TASK REQUIREMENTS.
Quote every line of the records below word for word, leaving out the pictures.

***** EXTRACTED INFORMATION *****

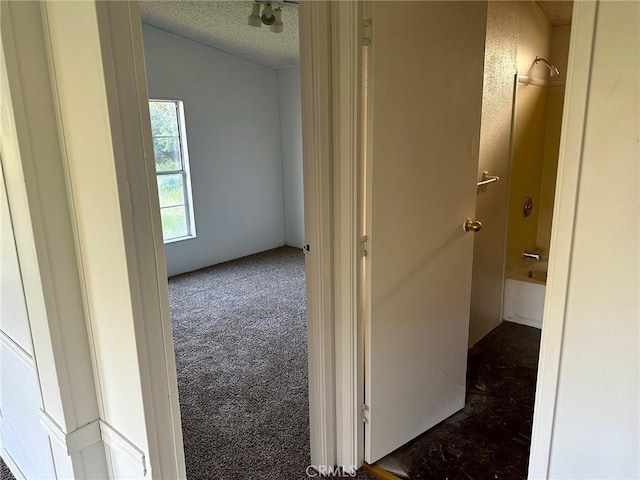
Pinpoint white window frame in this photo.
[149,98,196,244]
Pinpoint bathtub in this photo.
[502,259,548,329]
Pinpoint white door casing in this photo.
[365,2,486,463]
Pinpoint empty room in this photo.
[140,1,309,479]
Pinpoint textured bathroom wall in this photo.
[469,1,519,345]
[469,1,553,345]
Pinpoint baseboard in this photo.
[0,443,27,480]
[503,317,542,330]
[362,462,402,480]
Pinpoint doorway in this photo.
[365,2,572,478]
[140,1,311,479]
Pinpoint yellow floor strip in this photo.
[362,463,402,480]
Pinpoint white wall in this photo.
[143,25,285,275]
[549,1,640,479]
[0,163,55,478]
[278,68,304,248]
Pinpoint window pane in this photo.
[158,173,184,208]
[153,137,182,172]
[160,205,189,241]
[149,102,178,137]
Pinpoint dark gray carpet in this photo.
[169,247,310,480]
[0,458,16,480]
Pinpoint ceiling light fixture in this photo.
[247,2,262,27]
[247,0,284,33]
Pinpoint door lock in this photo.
[462,218,482,232]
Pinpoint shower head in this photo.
[535,57,560,77]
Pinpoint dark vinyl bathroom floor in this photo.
[377,322,540,480]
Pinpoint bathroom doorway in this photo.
[364,2,572,479]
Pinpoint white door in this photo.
[365,1,487,463]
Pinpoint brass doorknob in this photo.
[462,218,482,232]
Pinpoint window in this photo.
[149,100,196,243]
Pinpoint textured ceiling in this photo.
[140,0,299,70]
[537,0,573,25]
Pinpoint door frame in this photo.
[97,1,344,472]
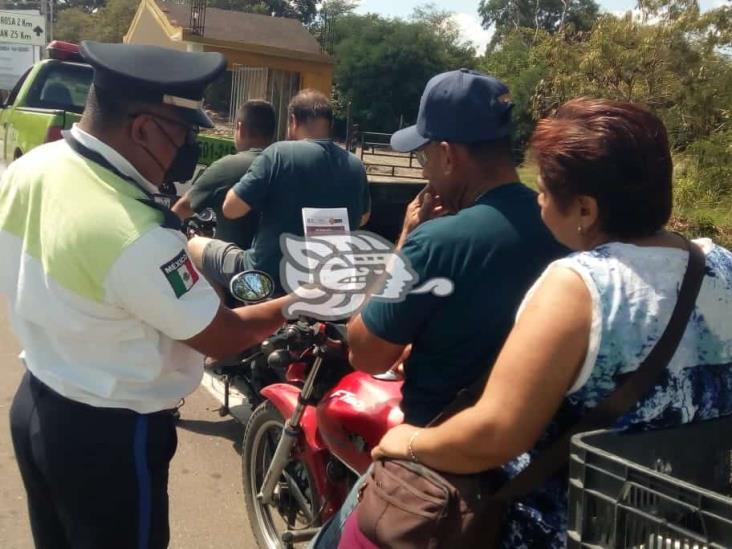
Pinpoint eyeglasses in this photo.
[129,111,199,135]
[129,111,198,147]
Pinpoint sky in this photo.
[356,0,729,53]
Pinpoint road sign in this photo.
[0,44,36,90]
[0,11,46,46]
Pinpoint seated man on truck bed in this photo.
[188,90,371,291]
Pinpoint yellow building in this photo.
[123,0,334,137]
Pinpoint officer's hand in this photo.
[402,185,447,242]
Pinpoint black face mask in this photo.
[163,131,201,183]
[145,116,201,183]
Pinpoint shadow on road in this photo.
[177,418,244,453]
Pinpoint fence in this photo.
[360,132,423,180]
[229,65,300,139]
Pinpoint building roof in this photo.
[156,0,321,55]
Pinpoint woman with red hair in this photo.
[374,98,732,548]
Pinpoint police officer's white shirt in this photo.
[0,132,220,413]
[71,124,158,194]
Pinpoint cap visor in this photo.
[176,107,214,128]
[391,126,430,152]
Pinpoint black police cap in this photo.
[81,40,226,128]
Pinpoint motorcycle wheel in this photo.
[242,401,320,549]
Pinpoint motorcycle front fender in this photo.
[261,383,347,524]
[261,383,326,451]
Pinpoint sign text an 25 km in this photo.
[0,11,46,46]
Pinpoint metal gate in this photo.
[229,65,300,139]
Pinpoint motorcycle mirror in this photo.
[229,271,274,304]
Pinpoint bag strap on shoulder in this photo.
[491,241,706,501]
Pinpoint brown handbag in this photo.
[356,242,705,549]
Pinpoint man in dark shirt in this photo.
[173,100,276,249]
[189,90,371,291]
[348,69,564,425]
[310,69,566,549]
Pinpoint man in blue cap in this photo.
[0,42,284,549]
[308,69,565,547]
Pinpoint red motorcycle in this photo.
[242,314,403,549]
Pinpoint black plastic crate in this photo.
[567,418,732,549]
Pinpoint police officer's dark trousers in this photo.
[10,373,177,549]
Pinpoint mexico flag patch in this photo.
[160,250,198,297]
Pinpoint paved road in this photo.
[0,298,256,549]
[0,164,256,549]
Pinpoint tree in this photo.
[53,8,94,44]
[478,0,599,49]
[333,14,475,132]
[54,0,138,43]
[479,29,549,146]
[208,0,322,24]
[533,6,732,149]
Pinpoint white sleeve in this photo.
[105,227,220,341]
[516,257,602,395]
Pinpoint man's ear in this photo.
[130,115,152,145]
[439,141,455,175]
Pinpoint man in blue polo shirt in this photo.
[308,69,565,547]
[188,89,371,291]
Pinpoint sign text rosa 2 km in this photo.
[0,11,46,46]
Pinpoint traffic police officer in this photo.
[0,42,290,549]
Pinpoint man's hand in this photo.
[371,423,421,460]
[397,184,448,248]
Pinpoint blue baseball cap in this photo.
[391,69,513,152]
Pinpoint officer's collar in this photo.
[71,124,158,194]
[61,131,181,230]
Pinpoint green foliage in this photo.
[54,0,138,43]
[53,8,94,43]
[532,7,732,149]
[333,11,475,131]
[208,0,321,24]
[479,29,549,146]
[478,0,599,49]
[674,130,732,210]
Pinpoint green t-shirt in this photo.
[361,183,567,425]
[234,139,371,288]
[188,148,262,246]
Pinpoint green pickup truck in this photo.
[0,41,421,240]
[0,42,234,166]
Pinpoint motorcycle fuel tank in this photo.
[317,372,404,474]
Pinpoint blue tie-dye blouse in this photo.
[503,239,732,549]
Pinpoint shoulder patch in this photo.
[160,250,198,298]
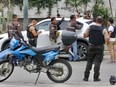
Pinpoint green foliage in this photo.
[11,0,60,13]
[92,0,110,27]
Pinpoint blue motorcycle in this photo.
[0,33,72,84]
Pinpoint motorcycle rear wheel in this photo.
[0,60,14,82]
[47,59,72,83]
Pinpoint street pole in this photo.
[23,0,28,30]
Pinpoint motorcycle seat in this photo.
[31,45,60,54]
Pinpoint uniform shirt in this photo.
[84,24,109,43]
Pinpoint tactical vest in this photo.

*****

TASK SOLUTION.
Pinpoint white window frame in this photo.
[149,98,196,244]
Pinpoint bathtub in this photo.
[502,259,548,329]
Pinpoint white door casing in this photo.
[365,2,486,463]
Pinpoint empty room in this photo.
[140,1,309,479]
Pinpoint textured bathroom wall in this photo.
[469,1,519,345]
[469,1,553,345]
Pinpoint baseboard in this photo.
[0,443,27,480]
[503,317,542,330]
[362,462,402,480]
Pinpoint doorway in this photo.
[365,2,572,478]
[140,1,311,479]
Pinpoint yellow floor strip in this photo.
[362,463,402,480]
Pinpoint white wall in this photo.
[143,25,285,275]
[549,1,640,479]
[0,163,55,478]
[278,68,304,248]
Pinpoint window pane in this photo.
[158,173,184,208]
[153,137,182,172]
[160,205,189,241]
[149,102,178,137]
Pinpoint dark gray carpet in this photo.
[169,247,310,480]
[0,458,16,480]
Pinpoint ceiling light fixture in this photo.
[247,2,262,27]
[247,0,284,33]
Pinpoint door lock in this photo.
[462,218,482,232]
Pinpoint shower head in this photo.
[535,57,560,77]
Pinpoint dark vinyl bathroom floor in this photo.
[377,322,540,480]
Pinpoint bathroom doorway in this photo.
[364,2,572,479]
Pinpoint white door in this photo.
[365,1,487,463]
Pinpoint brass doorknob in this photo.
[462,218,482,232]
Pinpoint window in this photo.
[149,100,196,243]
Pinpoint textured ceiling in this photo.
[140,0,299,70]
[537,0,573,25]
Pinpoint door frame in this photo.
[97,1,344,472]
Pinpoint eyeglasses in this photo.
[129,111,199,135]
[129,111,198,147]
Pinpoint sky in this photo.
[356,0,729,53]
Pinpoint road sign in this photo.
[0,44,36,90]
[0,11,46,46]
Pinpoint seated man on truck bed in this photo.
[188,90,371,291]
Pinpoint yellow building in this photo.
[123,0,334,137]
Pinpoint officer's hand in this photo.
[402,185,447,242]
Pinpoint black face mask in this photo.
[163,131,201,183]
[145,116,201,183]
Pinpoint shadow on road in this photo.
[177,418,244,453]
Pinpoint fence in this photo.
[360,132,423,180]
[229,65,300,139]
Pinpoint building roof in this photo.
[156,0,321,55]
Pinpoint woman with red hair in this photo.
[374,98,732,548]
Pinpoint police officer's white shirt in this photo.
[0,132,220,413]
[71,124,158,194]
Pinpoint cap visor in this photo.
[176,107,214,128]
[391,126,430,152]
Pinpoint black police cap in this photo.
[81,40,226,128]
Pinpoint motorcycle wheel in this photo.
[242,401,320,549]
Pinpoint motorcycle front fender in this photo.
[261,383,347,524]
[261,383,326,451]
Pinpoint sign text an 25 km in this photo.
[0,11,46,46]
Pinpoint metal gate in this photo.
[229,65,300,139]
Pinpoint motorcycle mirror in this photo.
[229,271,274,304]
Pinpoint bag strap on shoulder in this photo.
[491,241,706,501]
Pinpoint brown handbag in this photo.
[356,242,705,549]
Pinpoint man in dark shirt in this photo.
[173,100,276,249]
[189,90,371,291]
[348,69,564,425]
[310,69,566,549]
Pinpoint man in blue cap in this photo.
[0,42,284,549]
[308,69,565,547]
Pinpoint red motorcycle in this photo.
[242,314,403,549]
Pinpoint black plastic crate in this photo.
[567,418,732,549]
Pinpoint police officer's dark trousers in this photo.
[10,373,177,549]
Pinpoint mexico flag patch in this photo.
[160,250,198,297]
Pinpoint paved road in this photo.
[0,298,256,549]
[0,164,256,549]
Pinpoint tree in this photo.
[53,8,94,44]
[478,0,599,49]
[333,14,475,132]
[54,0,138,43]
[479,29,549,146]
[208,0,322,24]
[533,6,732,149]
Pinpoint white sleeve in this photo.
[105,227,220,341]
[516,257,602,395]
Pinpoint man's ear in this photo.
[130,115,152,145]
[439,141,455,175]
Pinpoint man in blue polo shirt in this photo.
[308,69,565,547]
[188,89,371,291]
Pinpoint sign text rosa 2 km in this photo.
[0,11,46,46]
Pinpoint traffic police officer in this photo.
[0,42,290,549]
Pinpoint man's hand in this photo.
[371,423,421,460]
[397,184,448,248]
Pinpoint blue baseball cap in this photo.
[391,69,513,152]
Pinpoint officer's collar in this photo.
[71,124,158,194]
[61,131,181,230]
Pinpoint green foliage in this photo.
[54,0,138,43]
[53,8,94,43]
[532,7,732,149]
[333,11,475,131]
[208,0,321,24]
[479,29,549,146]
[478,0,599,49]
[674,130,732,210]
Pinpoint green t-shirt in this photo.
[361,183,567,425]
[234,139,371,288]
[188,148,262,246]
Pinpoint green pickup truck in this photo.
[0,41,421,240]
[0,42,234,166]
Pinpoint motorcycle fuel tank in this photo.
[317,372,404,474]
Pinpoint blue tie-dye blouse in this photo.
[503,239,732,549]
Pinpoint shoulder patch in this photo.
[160,250,198,298]
Pinpoint green foliage in this photo.
[11,0,60,13]
[92,0,110,27]
Pinpoint blue motorcycle in this photo.
[0,33,72,84]
Pinpoint motorcycle rear wheel in this photo.
[0,60,14,82]
[47,59,72,83]
Pinpoint street pole in this photo.
[23,0,28,30]
Pinpoint motorcycle seat in this photo.
[31,45,60,54]
Pinpoint uniform shirt in this photo.
[84,24,109,43]
Pinpoint tactical vest in this photo.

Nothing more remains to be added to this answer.